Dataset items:
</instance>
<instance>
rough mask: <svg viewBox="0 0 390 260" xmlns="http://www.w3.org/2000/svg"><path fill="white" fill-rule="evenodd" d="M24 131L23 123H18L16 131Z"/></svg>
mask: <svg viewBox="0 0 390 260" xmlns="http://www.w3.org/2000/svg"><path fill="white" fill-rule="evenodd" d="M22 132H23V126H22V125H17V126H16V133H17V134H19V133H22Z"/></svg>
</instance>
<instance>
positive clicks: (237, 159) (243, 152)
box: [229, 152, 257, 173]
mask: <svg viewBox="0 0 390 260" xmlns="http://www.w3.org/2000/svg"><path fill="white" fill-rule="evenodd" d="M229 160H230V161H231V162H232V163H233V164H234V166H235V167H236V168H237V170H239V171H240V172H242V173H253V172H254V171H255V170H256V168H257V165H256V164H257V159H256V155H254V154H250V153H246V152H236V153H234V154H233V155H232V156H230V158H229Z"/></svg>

--

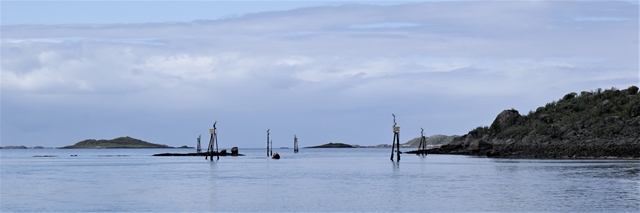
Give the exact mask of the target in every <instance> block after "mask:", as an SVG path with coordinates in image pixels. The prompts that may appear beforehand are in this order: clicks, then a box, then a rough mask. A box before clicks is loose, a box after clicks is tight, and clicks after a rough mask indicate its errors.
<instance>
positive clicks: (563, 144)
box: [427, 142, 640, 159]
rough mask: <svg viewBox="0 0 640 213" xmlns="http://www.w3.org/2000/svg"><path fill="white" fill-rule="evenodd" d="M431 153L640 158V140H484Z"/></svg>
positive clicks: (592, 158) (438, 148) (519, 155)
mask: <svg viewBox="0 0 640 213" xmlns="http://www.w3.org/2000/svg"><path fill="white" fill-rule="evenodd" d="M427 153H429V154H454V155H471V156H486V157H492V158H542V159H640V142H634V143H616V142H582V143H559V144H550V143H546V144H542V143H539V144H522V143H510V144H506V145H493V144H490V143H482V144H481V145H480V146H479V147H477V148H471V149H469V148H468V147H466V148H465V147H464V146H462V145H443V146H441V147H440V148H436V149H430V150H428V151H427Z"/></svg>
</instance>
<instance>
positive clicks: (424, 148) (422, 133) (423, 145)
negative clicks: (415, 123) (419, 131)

What to produce:
Locate every line in the dataset items that contains the string "positive", and copy each one.

Your solution:
positive clicks: (237, 159) (243, 152)
positive clicks: (563, 144)
positive clicks: (592, 158) (438, 148) (519, 155)
positive clicks: (424, 148) (422, 133) (423, 145)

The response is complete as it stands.